Toute la logorrhée de critiques dans la bouche de son héros constituent la vision apocalyptique qu’il a de son pays.

(On se souvient au passage de la fulgurante sortie de l'écrivain, lors de la remise d’un prix autrichien : « Nous Autrichiens sommes apathiques ; nous sommes la vie en tant que désintérêt général pour la vie. » , provoquant immédiatement la sortie de la salle d’un ministre.)

Et puis surtout, cette œuvre se situe dans un moment particulier de la vie de l’écrivain.
Ce livre est celui qu’il écrit juste après la mort de son épouse.

Adaptation de ce roman pour le plateau, donc.

Gerold Schumann a eu la très judicieuse idée de mettre en scène un deuxième personnage, par le biais d’une voix off à l’accent autrichien prononcé.
Ce personnage de gardien du musée porte un regard sur le personnage principal, ses interventions permettent de mettre en lumière les contradictions, la mauvaise foi (parfois, souvent ?) de cet homme.

Cette voix off constitue en soi un véritable espace, souvent latéralisé dans les enceintes du théâtre, parfois à jardin, parfois à cour. On a l’impression du déplacement de ce gardien dans la salle.
Le parti-pris fonctionne à la perfection.

Et puis un deuxième espace.
Une banquette, devant le tableau que nous imaginons.

Sur cette banquette, François Clavier.
L’admirable François Clavier !

Tout le monde ne peut pas incarner un tel personnage !

Il faut être en possession d’une très large palette de jeu, et surtout d’une réelle capacité à faire émerger la singularité des deux parties bien différentes de la pièce.

© Photo Pascale Stih

 

 

 

 

 

 

 

 

 

 

 

 

 

 

 

Dans le premier de ces deux « actes », le comédien va nous faire beaucoup rire. Enormément rire, même.
Et ce, dès les premiers mots.
Il y a quelque chose de jouissif à l’entendre vitupérer, énoncer toutes les énormités proférées par son personnage.

DONNÉES FOURNIES:
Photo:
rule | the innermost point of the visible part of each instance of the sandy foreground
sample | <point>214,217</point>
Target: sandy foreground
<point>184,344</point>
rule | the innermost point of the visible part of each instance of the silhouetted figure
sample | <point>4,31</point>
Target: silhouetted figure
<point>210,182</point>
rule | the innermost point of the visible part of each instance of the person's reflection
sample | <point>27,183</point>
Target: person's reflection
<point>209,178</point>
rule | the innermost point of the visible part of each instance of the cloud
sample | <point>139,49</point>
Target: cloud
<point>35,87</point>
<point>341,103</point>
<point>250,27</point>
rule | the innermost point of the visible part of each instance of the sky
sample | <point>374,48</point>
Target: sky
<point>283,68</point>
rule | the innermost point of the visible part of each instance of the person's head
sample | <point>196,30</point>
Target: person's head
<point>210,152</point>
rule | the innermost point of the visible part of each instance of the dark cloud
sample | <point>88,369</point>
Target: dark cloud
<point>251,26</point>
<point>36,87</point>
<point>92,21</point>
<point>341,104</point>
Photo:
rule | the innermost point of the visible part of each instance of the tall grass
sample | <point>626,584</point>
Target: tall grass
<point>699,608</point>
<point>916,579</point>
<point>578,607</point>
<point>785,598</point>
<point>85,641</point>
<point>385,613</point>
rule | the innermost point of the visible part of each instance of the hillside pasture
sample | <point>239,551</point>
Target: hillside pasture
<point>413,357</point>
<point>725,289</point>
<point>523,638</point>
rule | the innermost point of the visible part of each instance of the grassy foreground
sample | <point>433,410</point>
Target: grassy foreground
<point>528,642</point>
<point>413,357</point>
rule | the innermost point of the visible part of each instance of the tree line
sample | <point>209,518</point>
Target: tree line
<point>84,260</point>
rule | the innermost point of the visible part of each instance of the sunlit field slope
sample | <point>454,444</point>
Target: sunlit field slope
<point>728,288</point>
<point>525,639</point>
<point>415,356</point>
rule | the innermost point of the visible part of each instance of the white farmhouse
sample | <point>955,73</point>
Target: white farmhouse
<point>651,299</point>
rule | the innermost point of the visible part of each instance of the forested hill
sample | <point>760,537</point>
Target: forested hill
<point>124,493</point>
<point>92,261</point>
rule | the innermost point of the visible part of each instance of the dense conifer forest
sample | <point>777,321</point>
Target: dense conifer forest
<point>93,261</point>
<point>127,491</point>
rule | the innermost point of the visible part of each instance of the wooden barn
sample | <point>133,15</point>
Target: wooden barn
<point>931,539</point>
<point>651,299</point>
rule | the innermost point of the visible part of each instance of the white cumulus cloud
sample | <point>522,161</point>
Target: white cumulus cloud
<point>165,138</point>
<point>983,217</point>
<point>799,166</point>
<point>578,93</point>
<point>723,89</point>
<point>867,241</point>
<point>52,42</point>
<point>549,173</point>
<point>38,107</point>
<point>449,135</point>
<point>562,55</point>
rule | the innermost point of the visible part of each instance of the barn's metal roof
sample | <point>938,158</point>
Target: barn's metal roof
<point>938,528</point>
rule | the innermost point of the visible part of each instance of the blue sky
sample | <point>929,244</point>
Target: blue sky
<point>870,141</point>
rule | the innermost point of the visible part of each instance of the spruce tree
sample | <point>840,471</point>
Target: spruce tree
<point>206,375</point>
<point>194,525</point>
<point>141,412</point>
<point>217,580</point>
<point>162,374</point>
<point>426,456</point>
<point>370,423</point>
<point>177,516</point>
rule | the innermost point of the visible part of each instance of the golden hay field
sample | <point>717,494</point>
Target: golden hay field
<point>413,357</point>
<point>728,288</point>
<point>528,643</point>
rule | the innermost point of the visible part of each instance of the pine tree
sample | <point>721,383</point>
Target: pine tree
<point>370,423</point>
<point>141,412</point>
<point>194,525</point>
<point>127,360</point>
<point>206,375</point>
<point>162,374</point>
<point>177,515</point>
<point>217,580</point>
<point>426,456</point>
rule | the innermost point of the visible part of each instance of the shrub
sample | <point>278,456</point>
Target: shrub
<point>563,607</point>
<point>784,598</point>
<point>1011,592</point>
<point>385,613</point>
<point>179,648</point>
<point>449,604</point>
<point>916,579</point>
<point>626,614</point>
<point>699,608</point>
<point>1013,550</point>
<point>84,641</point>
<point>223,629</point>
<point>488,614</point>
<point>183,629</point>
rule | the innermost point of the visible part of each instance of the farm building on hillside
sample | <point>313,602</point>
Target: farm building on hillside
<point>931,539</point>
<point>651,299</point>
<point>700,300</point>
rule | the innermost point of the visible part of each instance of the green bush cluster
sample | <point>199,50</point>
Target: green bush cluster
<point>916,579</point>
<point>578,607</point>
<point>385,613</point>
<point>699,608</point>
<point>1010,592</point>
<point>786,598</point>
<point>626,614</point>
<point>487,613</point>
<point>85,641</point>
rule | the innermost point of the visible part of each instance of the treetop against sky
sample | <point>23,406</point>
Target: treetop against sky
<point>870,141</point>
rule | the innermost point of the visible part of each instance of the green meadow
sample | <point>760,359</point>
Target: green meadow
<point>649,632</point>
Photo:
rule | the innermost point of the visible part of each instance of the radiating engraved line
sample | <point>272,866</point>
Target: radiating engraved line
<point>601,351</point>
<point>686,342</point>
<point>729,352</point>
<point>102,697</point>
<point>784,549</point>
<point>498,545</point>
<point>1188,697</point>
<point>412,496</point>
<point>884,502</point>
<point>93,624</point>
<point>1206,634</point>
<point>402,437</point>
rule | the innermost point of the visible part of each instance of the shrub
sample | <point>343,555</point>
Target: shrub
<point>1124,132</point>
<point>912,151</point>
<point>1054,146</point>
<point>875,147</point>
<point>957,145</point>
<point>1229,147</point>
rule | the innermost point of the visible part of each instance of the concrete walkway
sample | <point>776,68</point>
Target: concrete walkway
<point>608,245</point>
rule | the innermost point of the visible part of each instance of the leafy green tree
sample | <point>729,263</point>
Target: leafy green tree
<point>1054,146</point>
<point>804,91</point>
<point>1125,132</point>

CONSIGNES DES TÂCHES:
**A.** Reproduisez les lignes de données, de la première jusqu'à celle qui contient « <point>209,178</point> » incluse, en renommant « silhouetted figure » en « shadowy figure » et sans rien changer d'autre.
**B.** Poursuivez la critique de l'adaptation théâtrale du roman à partir de la dernière phrase qui figure dans le texte de référence.

RÉPONSES DANS L'ORDRE:
**A.**
Photo:
rule | the innermost point of the visible part of each instance of the sandy foreground
sample | <point>214,217</point>
Target: sandy foreground
<point>184,344</point>
rule | the innermost point of the visible part of each instance of the shadowy figure
sample | <point>4,31</point>
Target: shadowy figure
<point>210,182</point>
rule | the innermost point of the visible part of each instance of the person's reflection
sample | <point>27,183</point>
Target: person's reflection
<point>209,178</point>

**B.**
Sans jamais esquisser le moindre sourire lui-même, plissant les yeux pour les ouvrir brusquement lors du climax de ses diatribes, il provoque immanquablement l’hilarité générale.
Le décalage entre le sérieux de son ton, de son maintien un peu rigide, de son attitude altière, presque hiératique, et les outrances énoncées, ce décalage est véritablement formidable !

Grâce à sa façon de nous dire les mots, (et particulièrement en accentuant légèrement la prononciation des noms germaniques), la satire sociale de Thomas Bernhard fait mouche à tous les coups !

Et puis, sans que nous nous y attendions, François Clavier nous dit ce qui motive son personnage, ce qui nourrit probablement son acrimonie.
Et là, nous n’en menons pas large.

Parce que la fiction rejoint évidemment la réalité du décès d’un être aimé. De la personne la plus aimée.

Le comédien m’a beaucoup ému et bouleversé.
La plus troublante des vérités est alors distillée, et nous comprenons.
Lorsque les grands yeux bleus du comédien vous fixent, je peux vous assurer qu’on n’en mène pas large, alors assaillis que nous sommes par une réelle et troublante émotion.

Ne manquez surtout pas cette version cette brillante adaptation littéraire pour la scène du roman de Thomas Bernhard.
C'est un spectacle dont la forme le dispute au fond, et réciproquement, en terme de totale réussite !
C'est une magnifique leçon de théâtre.